CONSIGNA DEL EJERCICIO.
Según el texto sobre las explosiones en Boston, ¿cuántos muertos contaba la noticia al final de la tarde?

SECCIÓN DE TEXTO.
******************************

Boston era una fiesta. La ciudad y sus alrededores vivían el ritmo de una de las carreras pedestres más famosas de Estados Unidos y del planeta.
El pulso de los atletas se ponía a tope en los tramos finales del agobiante recorrido. El público mostraba su respeto y aplauso a los esforzados deportistas. Los familiares y amigos se contagiaban de una emoción especial.
De pronto un estallido. La sangre se helaba y la pregunta contenía la incertidumbre. Otra explosión seguida era el preámbulo del ulular de ambulancias. Pasaban los heridos y sumaban más de 100. La triste noticia al final de la tarde contaba tres muertos, entre ellos, un niño.
La ciudad se estremecía; EE.UU. veía perplejo la noticia y las imágenes del terror sembrado hace una década volvían a la memoria. El mundo miraba atónito y la solidaridad y el dolor humano se hacían uno.
El presidente Barack Obama, con prudencia, anunciaba que no había indicios de los orígenes de las explosiones y prometía investigar con profundidad. Lejos de la especulación o las conjeturas apresuradas.
Las primeras investigaciones hablan de artilugios caseros: una olla de presión, algunos perdigones. Las preguntas surgen por miles. ¿El acto terrorista fue producto de un complot extranjero, o de una mente desquiciada como las tantas que han teñido de sangre escuelas y centros comerciales? Nadie lo sabe. Solo queda el dolor.

******************************

DATOS SIN PROCESAR.
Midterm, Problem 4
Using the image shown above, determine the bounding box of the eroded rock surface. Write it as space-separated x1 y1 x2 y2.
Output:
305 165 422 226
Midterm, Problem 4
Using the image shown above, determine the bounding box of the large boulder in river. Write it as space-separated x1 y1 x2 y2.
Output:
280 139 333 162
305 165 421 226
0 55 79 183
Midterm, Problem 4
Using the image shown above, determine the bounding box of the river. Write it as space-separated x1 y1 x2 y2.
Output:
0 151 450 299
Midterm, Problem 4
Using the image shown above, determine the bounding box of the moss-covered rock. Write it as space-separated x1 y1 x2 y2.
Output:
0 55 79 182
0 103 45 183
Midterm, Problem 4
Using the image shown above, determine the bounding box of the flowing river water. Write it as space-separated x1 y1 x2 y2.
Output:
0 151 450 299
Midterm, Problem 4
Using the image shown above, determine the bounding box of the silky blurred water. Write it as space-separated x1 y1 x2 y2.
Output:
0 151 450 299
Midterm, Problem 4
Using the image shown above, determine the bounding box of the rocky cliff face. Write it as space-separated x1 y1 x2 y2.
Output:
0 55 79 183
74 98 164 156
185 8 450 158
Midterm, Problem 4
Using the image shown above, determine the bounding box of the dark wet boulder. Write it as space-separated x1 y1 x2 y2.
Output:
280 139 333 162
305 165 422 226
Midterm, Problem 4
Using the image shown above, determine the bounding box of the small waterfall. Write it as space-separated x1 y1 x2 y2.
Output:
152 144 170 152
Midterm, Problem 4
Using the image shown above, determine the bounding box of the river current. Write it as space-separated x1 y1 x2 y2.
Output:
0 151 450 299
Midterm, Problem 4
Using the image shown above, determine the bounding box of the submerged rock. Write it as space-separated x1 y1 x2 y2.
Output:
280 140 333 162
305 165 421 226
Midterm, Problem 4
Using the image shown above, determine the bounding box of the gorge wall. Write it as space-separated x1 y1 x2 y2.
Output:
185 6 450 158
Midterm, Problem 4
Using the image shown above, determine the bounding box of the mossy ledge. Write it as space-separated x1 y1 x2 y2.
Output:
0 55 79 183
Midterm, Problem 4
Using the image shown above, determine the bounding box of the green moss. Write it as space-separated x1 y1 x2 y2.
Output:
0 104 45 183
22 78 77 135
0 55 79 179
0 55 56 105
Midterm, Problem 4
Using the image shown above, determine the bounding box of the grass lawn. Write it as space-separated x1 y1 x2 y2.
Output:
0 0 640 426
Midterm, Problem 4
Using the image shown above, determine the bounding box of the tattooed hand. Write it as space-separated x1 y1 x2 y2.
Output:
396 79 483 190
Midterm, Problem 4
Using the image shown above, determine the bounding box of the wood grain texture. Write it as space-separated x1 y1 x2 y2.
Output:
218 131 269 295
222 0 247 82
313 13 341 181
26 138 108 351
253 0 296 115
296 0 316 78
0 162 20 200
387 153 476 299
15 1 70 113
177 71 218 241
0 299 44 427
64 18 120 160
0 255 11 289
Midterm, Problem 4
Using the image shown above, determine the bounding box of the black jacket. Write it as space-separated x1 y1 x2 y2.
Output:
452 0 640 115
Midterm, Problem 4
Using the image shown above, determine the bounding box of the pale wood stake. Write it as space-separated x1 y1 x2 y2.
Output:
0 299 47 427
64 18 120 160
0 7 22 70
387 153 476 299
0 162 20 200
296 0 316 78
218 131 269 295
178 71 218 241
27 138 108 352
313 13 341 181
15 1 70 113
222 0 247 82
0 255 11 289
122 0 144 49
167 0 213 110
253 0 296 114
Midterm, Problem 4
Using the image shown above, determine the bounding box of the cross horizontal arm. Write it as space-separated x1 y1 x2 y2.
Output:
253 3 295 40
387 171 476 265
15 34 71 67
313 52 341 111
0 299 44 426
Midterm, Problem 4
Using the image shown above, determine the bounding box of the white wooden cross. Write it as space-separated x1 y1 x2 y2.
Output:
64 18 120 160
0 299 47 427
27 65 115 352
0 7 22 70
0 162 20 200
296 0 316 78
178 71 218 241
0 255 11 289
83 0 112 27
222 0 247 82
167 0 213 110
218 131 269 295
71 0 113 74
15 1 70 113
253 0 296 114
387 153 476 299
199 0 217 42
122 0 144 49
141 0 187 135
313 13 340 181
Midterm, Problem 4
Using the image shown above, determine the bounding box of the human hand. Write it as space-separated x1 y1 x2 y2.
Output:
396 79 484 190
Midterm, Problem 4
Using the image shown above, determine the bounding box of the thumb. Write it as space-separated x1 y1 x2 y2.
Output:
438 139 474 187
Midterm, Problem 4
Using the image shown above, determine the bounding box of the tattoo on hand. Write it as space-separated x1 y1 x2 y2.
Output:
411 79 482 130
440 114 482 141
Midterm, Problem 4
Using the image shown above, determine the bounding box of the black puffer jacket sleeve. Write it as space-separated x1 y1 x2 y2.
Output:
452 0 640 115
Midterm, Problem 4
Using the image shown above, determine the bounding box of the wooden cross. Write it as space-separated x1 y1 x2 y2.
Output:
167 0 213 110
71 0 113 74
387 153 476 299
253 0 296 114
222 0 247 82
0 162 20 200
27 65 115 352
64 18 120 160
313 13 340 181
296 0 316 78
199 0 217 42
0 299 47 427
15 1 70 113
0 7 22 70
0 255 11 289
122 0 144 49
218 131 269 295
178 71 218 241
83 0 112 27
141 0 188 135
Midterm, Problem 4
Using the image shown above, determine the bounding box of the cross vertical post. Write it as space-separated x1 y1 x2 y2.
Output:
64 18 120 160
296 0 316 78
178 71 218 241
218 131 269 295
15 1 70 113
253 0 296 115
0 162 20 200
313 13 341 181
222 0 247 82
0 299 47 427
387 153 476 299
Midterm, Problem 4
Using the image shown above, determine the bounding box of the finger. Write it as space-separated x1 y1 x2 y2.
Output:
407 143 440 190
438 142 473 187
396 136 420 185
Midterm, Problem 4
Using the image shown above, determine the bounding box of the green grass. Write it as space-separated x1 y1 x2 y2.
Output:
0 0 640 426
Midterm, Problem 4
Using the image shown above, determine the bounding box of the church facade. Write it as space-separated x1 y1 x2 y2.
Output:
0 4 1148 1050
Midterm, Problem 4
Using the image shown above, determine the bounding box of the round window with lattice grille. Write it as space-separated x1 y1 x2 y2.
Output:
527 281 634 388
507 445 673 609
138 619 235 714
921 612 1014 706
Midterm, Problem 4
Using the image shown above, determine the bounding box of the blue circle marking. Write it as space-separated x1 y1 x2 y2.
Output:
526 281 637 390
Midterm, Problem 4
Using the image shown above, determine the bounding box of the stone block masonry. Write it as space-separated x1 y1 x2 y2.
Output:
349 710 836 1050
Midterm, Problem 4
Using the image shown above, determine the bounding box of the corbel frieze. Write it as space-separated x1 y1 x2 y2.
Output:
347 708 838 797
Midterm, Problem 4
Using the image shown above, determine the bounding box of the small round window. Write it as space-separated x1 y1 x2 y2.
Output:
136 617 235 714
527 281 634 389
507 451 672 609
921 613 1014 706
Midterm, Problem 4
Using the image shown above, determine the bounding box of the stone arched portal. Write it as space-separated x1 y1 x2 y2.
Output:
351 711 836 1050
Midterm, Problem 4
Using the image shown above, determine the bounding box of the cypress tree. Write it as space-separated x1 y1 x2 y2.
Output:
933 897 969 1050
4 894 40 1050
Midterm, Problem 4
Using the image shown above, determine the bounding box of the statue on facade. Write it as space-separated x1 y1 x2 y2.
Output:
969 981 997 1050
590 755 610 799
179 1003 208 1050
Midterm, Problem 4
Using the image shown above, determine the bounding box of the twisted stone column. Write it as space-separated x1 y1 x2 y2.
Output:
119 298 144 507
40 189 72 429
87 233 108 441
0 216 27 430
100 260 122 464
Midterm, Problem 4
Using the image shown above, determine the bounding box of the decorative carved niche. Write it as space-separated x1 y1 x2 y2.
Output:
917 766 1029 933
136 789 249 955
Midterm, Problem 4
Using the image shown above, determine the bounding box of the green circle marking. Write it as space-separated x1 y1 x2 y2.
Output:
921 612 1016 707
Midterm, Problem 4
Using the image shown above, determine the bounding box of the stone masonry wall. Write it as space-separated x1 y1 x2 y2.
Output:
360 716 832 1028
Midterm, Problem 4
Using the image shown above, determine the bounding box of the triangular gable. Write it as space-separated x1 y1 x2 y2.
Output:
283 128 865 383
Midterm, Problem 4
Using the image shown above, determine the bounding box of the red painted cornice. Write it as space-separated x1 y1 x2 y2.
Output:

******************************

RESULTADO DE LA TAREA.
Tres muertos, entre ellos un niño.